▸ **Page extract**:
--- START ---

08 Jun Jon Cartu Imply: Coronavirus: Dentists plea to reopen surgeries in Wales
Dental health in Wales faces an “impending disaster” unless surgeries reopen, a dentist has warned in a letter to the First Minister.
Cardiff dentist Dr Charlie Stephanakis said his plea on behalf of about 500 Welsh colleagues reflected mounting concerns for patients.
Dentists in England have been told they can begin reopening their surgeries from today.
In Wales, a phased approach is been taken, starting in July.
Patients will then be able to be assessed for urgent care at their practices.
However, those requiring invasive procedures such as high-speed drilling will still be referred to specialist ‘Urgent Dental Care’ centres.
Under the phased guidelines set out by Wales chief dental officer, Colette Bridgman, routine assessments and care will only be reinstated between January and March 2021.
But in his open letter to Mark Drakeford, Dr Stephanakis said without action “we are facing the long term degradation of the oral health of the population of Wales”.
The dentist said keeping surgeries closed following the coronavirus lockdown in Wales had led to several issues, including:
- An increase in patients with untreated acute dental problems
- An increase of urgent dental related hospital admissions
- Loss of teeth due to uncontrolled chronic disease, decline in dental health and mental health issues
He has called for urgent meetings with the Welsh Government to seek a way forward.
The British Dental Association, which represents the health sector, said there was a “great, growing demand” for swifter action before 2021.
But the chief dental officer said the Welsh Government was “absolutely alive” to the concerns of her colleagues and timelines would be kept under constant review.
According to Dr Bridgeman, dental practices have already been working to offer advice remotely, along with pain relief and antibiotic treatment.
A further 4,000 patients have been seen in the urgent dental care clinics.
“We are very grateful to everyone who has been waiting for treatment during lockdown and will do our best to ensure everyone is treated as soon as it is possible to do so safely,” said Dr Bridgeman.
“Please continue to be patient and to enable those with the greatest needs to be treated first.”

--- END ---

▸ **Listed entries**:
--- START ---

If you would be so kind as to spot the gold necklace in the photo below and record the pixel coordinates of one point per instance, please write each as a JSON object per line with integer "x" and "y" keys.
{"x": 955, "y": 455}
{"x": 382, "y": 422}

--- END ---
--- START ---

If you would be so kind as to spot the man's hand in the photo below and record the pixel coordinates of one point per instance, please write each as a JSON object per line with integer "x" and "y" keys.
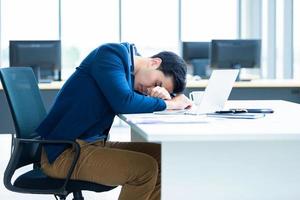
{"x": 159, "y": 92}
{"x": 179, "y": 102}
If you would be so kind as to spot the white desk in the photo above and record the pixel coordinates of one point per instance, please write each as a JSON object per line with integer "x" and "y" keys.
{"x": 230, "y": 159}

--- END ---
--- START ---

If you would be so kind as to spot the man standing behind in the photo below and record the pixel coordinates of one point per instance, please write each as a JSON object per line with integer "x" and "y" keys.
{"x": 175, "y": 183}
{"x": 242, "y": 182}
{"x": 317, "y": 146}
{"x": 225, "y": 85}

--- END ---

▸ **Directions for this task**: Could you reproduce the article on Welsh dental surgeries word for word, starting at "08 Jun Jon Cartu" and ending at "Dental Care’ centres."? Work only from the article on Welsh dental surgeries and set the rows aside.

▸ **Reply to the task**:
08 Jun Jon Cartu Imply: Coronavirus: Dentists plea to reopen surgeries in Wales
Dental health in Wales faces an “impending disaster” unless surgeries reopen, a dentist has warned in a letter to the First Minister.
Cardiff dentist Dr Charlie Stephanakis said his plea on behalf of about 500 Welsh colleagues reflected mounting concerns for patients.
Dentists in England have been told they can begin reopening their surgeries from today.
In Wales, a phased approach is been taken, starting in July.
Patients will then be able to be assessed for urgent care at their practices.
However, those requiring invasive procedures such as high-speed drilling will still be referred to specialist ‘Urgent Dental Care’ centres.